_DESAFIO 1:_ No texto para leitura, depois de quantos carros verdes o rapaz lua afirmou saber por que razão se fechavam os olhos para atravessar os caminhos?
—————
II - a solidão das folhas de papel cavalinho

Esta não é minha voz que vos chama. Atravessava as estradas de olhos fechados no confronto direto com o perigo, no desejo íntimo e doloroso da colisão fatal, o esmagamento de todas as partículas para me sentir senhor da vida ou da morte e afastar-me desta ladroagem que é o tempo. Ter vinte anos é desafiar os monstros, tenham eles a forma que tiverem.
A verdade é que se nada me tocou e escapei à minha própria loucura, passei a entender a loucura dos outros.
Foi por esta altura que conheci o rapaz lua. Eu de um lado da estrada os olhos a fecharem-se-me de ausência e escuridão e naquele pestanejar indeciso vi-o, do lado oposto. Fez-me um aceno e uma careta divertida. Mantive o olho direito aberto e ele, novo sinal com as mãos a dizer-me, fica, não atravesses, eu vou ter contigo. Ziguezagueou por ali fora e eu a olhar e ele a rir. Não foi assim de repente, eu sou o rapaz lua e tu? Não. Ficámos os dois sentados à beira da estrada e contámos os carros pretos que passavam e depois os metálicos e ao vigésimo quinto carro verde ele disse, sei porque é que fechas os olhos para atravessar os caminhos. E as mãos dele eram tão iguais às minhas. Foi aí que nos levantámos e fomos embora.
Eu estava certo de que a maioria das pessoas me acabaria um dia por desiludir, por isso largava-as, soltava-as sem grande consciência nem pudor. Mas aquele homem semelhante a mim não me fez perguntas e aparecia quando era desejado e saía antes da garrafa de vinho se esgotar, dois ou três fios de esparguete no prato e era como se eu me visse ao espelho nos melhores dos dias, a barba impecável, as costas direitas, o nó da gravata no lugar. Às vezes também me seguia sem eu me aperceber e deixava pistas inconfundíveis, copos de água fresca nas esquinas dos móveis, pedras e conchas da praia em cima das mesas.
Depois sem razão aparente, motivo, ordem ou justificação, lembrei-me.
Deolinda era a do meio. Acreditava na sazonalidade das marés e na sua íntima relação com as fases da lua. Amava a terra e as ervilhas de cheiro e bordara a minha toalha de batizado a ponto cruz. E quando me levaram ao colo e eu extasiado com as cúpulas e os zimbórios da minha aldeia, vestido de saias porque o pecado original decreta os metros de pano que conduzem à inclusão, Deolinda falava-me ao ouvido e eu sem saber que ouvia, ouvi, o rapaz lua que era meu e que me livraria do medo nos cruzamentos.
Hoje à noite vamos espalhar ervilhas de cheiro pelos cantos.

barco branco a atravessar o preto






21 comentários:

Unknown disse...

Boa noite
Que maravilha. Passei por aqui à tardinha, mas não quis ler com passos apressados. Queria fechar os olhos e sentar-me na beira da estrada, junto à fonte e deixar-me sonhar.
—————
_DESAFIO 2:_ Altere os registos desde a linha com "Localize the white facade." até ao fim dos registos, trocando "terracotta" por "clay" e deixando tudo o resto igual. Reproduza apenas esse trecho dos registos.

_DADOS FORNECIDOS:_
—————
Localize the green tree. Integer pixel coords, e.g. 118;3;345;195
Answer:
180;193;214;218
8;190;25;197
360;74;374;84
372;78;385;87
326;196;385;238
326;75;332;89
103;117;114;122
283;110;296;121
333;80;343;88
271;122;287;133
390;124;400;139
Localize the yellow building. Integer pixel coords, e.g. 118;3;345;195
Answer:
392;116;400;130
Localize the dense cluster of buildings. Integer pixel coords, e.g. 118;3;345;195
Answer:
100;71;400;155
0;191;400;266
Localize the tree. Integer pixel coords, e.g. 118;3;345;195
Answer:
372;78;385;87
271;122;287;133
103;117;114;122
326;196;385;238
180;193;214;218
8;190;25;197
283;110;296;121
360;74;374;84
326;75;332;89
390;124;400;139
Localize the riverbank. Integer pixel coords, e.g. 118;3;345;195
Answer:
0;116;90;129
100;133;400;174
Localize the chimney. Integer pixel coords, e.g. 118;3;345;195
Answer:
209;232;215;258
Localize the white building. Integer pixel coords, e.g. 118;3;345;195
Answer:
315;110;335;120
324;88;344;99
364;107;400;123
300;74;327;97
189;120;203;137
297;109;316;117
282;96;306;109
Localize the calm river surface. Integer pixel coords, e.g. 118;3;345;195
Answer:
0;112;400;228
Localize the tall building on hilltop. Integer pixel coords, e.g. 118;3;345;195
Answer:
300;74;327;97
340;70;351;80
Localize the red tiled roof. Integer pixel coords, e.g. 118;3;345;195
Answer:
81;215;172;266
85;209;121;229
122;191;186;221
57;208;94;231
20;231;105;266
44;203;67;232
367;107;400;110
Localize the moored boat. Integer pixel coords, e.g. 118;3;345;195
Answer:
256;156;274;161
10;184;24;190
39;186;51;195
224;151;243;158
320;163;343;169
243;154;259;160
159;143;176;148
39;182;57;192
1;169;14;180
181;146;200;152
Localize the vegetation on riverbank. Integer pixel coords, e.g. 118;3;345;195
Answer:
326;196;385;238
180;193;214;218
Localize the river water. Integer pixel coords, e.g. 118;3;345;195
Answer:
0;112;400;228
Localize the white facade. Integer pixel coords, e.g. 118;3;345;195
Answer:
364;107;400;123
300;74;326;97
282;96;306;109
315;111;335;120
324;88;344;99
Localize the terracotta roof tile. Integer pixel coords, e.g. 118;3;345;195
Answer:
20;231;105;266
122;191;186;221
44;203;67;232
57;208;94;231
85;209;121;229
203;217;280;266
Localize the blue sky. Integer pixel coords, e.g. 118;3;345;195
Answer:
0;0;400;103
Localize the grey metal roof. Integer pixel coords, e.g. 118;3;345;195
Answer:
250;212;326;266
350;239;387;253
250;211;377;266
—————
_RESPOSTA CORRETA 1:_ Ao vigésimo quinto carro verde.

_RESPOSTA CORRETA 2:_
Localize the white facade. Integer pixel coords, e.g. 118;3;345;195
Answer:
364;107;400;123
300;74;326;97
282;96;306;109
315;111;335;120
324;88;344;99
Localize the clay roof tile. Integer pixel coords, e.g. 118;3;345;195
Answer:
20;231;105;266
122;191;186;221
44;203;67;232
57;208;94;231
85;209;121;229
203;217;280;266
Localize the blue sky. Integer pixel coords, e.g. 118;3;345;195
Answer:
0;0;400;103
Localize the grey metal roof. Integer pixel coords, e.g. 118;3;345;195
Answer:
250;212;326;266
350;239;387;253
250;211;377;266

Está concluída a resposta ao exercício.